Task prompt:
Transcribe the records below from the first line to the line that includes "Question: Mark the nearest", inclusive, and omit the pictures.

(Dataset records)
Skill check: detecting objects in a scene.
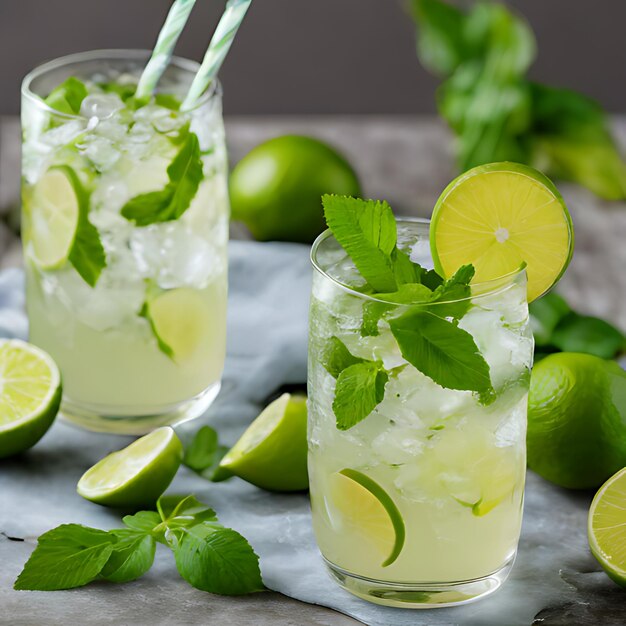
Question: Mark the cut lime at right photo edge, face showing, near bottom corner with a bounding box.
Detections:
[587,467,626,587]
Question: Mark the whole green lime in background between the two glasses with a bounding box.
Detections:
[230,135,361,243]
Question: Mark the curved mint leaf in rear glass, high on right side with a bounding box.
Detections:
[121,133,204,226]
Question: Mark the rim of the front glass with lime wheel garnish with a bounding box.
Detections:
[309,216,526,307]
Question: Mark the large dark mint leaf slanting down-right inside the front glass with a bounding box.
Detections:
[389,309,493,394]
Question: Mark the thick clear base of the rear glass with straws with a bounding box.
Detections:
[59,381,220,435]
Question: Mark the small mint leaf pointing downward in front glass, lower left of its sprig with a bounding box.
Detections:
[333,361,389,430]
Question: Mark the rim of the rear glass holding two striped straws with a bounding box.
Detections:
[20,48,222,120]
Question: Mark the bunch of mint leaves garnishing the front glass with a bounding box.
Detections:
[321,195,494,430]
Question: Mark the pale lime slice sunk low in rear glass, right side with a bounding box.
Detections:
[146,287,211,361]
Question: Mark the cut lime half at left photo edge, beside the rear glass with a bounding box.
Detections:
[0,339,61,458]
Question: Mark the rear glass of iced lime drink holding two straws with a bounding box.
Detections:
[22,50,229,433]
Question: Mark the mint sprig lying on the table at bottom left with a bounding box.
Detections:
[14,495,265,595]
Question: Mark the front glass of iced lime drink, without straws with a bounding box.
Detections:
[308,220,533,607]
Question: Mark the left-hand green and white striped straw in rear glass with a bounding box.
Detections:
[135,0,196,103]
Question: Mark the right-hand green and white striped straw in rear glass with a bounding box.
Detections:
[180,0,252,111]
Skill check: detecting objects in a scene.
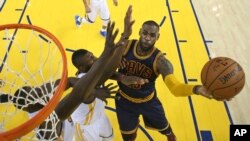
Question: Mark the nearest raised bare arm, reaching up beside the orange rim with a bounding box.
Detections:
[55,23,122,120]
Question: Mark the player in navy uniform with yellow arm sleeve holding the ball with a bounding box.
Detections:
[116,21,228,141]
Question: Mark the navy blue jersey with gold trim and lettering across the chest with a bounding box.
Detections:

Solved exercise:
Skill check: detecting objects in a scene.
Question: Mark the cut lime at right photo edge, face showing, near bottom corner with a bounding box.
Detections:
[587,467,626,587]
Question: Mark the whole green lime in background between the two glasses with a bounding box.
Detections:
[230,135,361,243]
Question: Mark the curved mint leaf in rear glass, high on right side with a bounding box.
Detections:
[121,133,204,226]
Question: Mark the rim of the front glass with lime wheel garnish with a bounding box.
Detections:
[309,216,526,307]
Question: Mark the large dark mint leaf slanting down-right inside the front glass with a bounding box.
Detections:
[389,309,493,394]
Question: Mark the thick clear base of the rear glass with straws with a bounding box.
Detections:
[59,381,220,435]
Question: Mark the small mint leaf pointing downward in front glass, lower left of its sprig with a bounding box.
Detections:
[333,361,389,430]
Question: Mark the rim of the rear glass holding two striped straws with a bounding box.
Detections:
[20,48,222,120]
Question: Mark the bunch of mint leaves garnishing the front glass with a bounding box.
Detections:
[321,195,494,430]
Question: Mark the pale lime slice sunk low in rear glass, right side with a bounding box.
Detections:
[146,287,211,361]
Question: Mark the cut lime half at left photo edge, beside the rear glass with a bounding box.
Detections:
[0,339,61,458]
Question: Mark the rear glass of iced lime drink holding two straws with a bounding box.
Detections:
[22,50,229,433]
Question: Mark the mint sprig lying on the table at bottom left with a bounding box.
Detections:
[14,495,265,595]
Question: Mark the front glass of iced lime drink, without straws with a bounding box.
Detections:
[308,220,533,607]
Question: Mark the left-hand green and white striped straw in rear glass with a bounding box.
Detections:
[135,0,196,103]
Question: Mark the right-hand green and white striped straw in rear glass with a bounding box.
Detections:
[180,0,252,111]
Skill check: detecting objects in a scene.
Question: Mark the nearest raised bare arm, reaching up beside the orange rim with a bounding box.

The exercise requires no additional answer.